[Extracted data entries]

◆ ◆ ◆ ◆

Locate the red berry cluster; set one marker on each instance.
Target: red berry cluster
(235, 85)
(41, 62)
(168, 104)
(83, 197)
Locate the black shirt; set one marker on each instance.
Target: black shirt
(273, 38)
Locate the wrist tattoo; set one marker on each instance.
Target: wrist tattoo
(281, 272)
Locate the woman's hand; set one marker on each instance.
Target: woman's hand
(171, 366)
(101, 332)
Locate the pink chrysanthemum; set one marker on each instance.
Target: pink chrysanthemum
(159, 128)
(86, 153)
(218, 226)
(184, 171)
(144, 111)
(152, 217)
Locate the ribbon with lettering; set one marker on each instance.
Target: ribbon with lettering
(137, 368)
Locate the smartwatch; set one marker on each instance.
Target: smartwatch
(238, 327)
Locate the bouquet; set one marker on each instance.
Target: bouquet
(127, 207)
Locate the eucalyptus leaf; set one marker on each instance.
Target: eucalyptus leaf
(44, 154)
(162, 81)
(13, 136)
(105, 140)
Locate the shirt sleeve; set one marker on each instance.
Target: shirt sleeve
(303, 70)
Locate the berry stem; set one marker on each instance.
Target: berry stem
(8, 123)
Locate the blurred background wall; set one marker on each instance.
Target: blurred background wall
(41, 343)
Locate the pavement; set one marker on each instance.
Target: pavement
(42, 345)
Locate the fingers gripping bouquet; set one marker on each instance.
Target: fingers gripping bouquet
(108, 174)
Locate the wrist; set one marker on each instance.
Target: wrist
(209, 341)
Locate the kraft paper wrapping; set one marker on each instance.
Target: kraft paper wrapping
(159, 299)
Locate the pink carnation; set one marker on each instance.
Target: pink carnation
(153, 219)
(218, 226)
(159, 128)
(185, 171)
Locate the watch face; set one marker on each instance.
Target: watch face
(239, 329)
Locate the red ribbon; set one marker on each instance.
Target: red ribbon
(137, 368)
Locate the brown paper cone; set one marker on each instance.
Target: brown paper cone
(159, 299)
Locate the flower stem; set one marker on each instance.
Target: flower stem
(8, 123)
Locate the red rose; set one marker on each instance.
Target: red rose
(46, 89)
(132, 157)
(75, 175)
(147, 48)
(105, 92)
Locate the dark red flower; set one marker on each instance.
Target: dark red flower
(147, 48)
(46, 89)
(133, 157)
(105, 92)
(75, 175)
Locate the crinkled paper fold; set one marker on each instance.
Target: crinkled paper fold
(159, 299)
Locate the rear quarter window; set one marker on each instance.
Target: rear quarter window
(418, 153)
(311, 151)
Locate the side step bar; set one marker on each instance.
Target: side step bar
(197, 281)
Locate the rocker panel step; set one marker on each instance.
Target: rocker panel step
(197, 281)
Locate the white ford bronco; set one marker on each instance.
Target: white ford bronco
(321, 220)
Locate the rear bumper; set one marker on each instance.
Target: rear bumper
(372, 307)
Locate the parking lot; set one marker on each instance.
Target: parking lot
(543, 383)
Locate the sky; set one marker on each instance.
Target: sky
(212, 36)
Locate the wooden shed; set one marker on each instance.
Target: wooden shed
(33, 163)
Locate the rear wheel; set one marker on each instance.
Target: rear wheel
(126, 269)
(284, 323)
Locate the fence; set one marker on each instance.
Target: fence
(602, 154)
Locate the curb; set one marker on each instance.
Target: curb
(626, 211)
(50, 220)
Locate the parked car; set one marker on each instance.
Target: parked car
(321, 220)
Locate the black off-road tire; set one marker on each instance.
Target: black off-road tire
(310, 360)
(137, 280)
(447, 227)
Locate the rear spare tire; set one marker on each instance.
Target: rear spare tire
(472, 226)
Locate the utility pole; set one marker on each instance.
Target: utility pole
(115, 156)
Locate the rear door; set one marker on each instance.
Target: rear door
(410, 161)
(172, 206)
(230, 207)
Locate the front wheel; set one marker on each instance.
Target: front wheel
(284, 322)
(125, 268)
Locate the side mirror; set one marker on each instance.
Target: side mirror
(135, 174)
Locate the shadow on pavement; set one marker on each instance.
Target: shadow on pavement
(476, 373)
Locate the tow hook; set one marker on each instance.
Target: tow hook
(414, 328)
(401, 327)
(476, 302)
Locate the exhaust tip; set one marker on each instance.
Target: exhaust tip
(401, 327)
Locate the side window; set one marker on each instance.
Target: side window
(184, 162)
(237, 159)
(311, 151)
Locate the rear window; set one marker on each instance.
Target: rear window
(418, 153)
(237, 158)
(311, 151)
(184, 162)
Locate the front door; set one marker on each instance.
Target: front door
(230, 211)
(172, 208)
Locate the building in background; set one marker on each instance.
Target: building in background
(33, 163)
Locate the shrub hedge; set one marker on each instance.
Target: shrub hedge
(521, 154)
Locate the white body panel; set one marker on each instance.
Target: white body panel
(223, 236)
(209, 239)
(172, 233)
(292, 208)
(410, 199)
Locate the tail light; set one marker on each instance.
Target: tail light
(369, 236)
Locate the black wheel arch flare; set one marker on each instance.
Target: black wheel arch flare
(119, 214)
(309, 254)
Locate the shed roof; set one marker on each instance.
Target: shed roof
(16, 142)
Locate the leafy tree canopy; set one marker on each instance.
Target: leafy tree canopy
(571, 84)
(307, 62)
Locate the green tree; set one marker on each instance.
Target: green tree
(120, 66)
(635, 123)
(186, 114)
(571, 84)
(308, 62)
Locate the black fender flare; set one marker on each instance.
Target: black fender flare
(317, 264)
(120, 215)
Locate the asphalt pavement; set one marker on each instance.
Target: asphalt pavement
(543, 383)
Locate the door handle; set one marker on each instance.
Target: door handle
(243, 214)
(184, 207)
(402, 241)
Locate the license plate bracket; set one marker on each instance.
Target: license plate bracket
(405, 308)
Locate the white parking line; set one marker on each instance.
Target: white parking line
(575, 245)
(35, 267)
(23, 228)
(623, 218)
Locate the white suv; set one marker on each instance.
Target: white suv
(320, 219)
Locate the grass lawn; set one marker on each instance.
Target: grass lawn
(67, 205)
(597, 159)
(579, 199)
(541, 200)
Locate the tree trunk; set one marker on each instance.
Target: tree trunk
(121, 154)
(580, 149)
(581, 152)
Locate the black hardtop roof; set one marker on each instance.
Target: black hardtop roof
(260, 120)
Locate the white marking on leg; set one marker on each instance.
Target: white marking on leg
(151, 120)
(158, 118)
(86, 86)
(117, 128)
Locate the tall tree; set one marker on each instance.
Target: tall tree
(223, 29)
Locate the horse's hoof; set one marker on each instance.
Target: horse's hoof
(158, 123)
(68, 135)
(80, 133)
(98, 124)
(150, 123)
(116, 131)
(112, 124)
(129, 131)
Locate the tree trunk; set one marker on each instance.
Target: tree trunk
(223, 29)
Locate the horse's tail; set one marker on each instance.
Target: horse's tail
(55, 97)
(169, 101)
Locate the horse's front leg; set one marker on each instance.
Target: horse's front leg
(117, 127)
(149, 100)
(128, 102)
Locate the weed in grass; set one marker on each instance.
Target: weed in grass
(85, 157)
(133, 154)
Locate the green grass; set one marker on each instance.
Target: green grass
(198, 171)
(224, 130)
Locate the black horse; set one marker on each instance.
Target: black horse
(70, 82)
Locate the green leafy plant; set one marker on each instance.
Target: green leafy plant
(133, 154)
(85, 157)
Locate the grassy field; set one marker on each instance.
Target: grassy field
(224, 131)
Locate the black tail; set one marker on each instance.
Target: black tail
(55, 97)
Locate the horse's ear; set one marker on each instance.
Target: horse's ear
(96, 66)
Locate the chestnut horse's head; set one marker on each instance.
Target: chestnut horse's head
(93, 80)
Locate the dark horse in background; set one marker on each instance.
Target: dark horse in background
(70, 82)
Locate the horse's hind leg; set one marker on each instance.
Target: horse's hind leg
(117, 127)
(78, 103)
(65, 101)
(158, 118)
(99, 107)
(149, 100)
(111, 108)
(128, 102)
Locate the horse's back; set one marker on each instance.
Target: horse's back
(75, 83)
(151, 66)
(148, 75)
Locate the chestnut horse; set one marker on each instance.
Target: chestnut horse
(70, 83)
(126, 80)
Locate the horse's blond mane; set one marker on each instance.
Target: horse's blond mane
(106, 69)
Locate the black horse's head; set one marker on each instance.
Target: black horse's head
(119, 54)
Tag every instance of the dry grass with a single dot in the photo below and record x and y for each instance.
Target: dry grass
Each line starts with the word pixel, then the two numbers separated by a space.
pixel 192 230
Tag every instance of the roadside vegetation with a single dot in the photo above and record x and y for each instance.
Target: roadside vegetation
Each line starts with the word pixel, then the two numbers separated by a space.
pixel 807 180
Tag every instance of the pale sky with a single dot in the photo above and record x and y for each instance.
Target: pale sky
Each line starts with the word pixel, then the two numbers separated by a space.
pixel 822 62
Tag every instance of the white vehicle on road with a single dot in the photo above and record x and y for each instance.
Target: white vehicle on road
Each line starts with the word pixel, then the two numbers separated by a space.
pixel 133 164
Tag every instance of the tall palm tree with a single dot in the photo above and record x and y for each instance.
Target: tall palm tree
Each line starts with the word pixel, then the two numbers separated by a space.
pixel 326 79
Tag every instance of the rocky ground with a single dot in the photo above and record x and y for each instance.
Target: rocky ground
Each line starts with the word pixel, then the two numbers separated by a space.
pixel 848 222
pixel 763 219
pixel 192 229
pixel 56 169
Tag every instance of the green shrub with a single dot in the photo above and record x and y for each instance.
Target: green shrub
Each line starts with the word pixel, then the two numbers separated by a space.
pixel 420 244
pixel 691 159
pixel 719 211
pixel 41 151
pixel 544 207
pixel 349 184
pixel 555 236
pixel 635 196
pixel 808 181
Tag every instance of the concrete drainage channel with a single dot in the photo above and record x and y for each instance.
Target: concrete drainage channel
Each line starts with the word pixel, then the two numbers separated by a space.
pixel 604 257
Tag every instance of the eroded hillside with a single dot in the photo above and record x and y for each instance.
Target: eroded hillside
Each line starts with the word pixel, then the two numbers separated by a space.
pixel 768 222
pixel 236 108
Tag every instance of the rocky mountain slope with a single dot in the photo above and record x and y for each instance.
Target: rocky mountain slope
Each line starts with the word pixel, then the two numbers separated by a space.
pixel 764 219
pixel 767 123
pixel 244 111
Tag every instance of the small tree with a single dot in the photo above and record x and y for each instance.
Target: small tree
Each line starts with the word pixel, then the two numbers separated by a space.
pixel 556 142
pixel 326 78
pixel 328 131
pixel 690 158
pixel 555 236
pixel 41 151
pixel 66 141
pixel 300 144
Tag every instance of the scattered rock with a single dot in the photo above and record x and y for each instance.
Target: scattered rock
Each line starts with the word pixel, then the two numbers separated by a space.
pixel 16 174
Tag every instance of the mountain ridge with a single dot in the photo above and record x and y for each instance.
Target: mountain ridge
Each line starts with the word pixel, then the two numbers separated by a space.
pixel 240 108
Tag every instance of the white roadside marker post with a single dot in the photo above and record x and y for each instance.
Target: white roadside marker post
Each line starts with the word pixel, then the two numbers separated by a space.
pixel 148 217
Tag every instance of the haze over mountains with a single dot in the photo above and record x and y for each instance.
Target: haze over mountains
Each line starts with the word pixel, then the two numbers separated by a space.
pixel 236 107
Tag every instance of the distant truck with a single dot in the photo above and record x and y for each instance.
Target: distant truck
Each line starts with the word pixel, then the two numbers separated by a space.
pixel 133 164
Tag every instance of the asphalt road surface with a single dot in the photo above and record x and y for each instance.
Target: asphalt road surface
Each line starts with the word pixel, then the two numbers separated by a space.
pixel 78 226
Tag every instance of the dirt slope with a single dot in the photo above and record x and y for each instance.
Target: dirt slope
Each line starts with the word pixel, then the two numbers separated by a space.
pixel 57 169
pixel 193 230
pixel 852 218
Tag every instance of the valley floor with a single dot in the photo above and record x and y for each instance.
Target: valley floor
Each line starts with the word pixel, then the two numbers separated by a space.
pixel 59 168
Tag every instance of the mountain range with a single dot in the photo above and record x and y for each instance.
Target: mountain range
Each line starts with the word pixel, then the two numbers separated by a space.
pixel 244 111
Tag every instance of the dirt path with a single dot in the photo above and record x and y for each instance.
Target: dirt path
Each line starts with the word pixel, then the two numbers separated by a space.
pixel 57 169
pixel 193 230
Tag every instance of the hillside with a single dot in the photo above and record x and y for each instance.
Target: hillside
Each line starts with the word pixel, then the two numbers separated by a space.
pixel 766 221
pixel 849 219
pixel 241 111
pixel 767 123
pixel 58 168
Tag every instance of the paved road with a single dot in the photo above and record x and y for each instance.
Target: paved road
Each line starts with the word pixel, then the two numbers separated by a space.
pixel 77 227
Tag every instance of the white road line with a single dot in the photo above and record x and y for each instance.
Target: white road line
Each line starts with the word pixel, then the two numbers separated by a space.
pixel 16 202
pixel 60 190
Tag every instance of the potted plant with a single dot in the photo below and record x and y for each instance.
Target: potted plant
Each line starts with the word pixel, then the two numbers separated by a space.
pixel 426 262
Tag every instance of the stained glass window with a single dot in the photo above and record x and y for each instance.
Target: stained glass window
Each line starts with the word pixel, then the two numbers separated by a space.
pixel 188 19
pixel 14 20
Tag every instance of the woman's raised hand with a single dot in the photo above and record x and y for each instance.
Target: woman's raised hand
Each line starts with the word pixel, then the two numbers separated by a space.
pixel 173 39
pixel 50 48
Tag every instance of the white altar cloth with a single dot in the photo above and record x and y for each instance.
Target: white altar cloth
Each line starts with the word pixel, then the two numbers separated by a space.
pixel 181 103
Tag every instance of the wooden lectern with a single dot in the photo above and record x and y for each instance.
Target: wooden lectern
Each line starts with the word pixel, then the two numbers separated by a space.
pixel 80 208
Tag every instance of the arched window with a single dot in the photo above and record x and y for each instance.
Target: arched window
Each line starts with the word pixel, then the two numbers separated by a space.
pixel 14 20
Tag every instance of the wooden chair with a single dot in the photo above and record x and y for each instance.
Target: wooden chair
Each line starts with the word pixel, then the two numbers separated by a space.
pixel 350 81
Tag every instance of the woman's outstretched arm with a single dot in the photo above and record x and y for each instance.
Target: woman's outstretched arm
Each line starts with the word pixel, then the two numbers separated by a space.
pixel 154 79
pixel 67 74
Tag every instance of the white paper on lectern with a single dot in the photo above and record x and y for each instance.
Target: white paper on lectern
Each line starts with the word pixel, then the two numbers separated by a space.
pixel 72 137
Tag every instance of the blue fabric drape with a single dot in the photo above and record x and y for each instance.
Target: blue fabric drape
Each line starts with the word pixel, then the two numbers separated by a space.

◆ ◆ ◆ ◆

**WHAT THE TASK REQUIRES**
Look through the entries above. Copy each line in which the string "scattered" occurs.

**SOLUTION TO THIS EXERCISE**
Tag every instance of the scattered rock with a single dot in the photo above and record x and y for each instance.
Target: scattered rock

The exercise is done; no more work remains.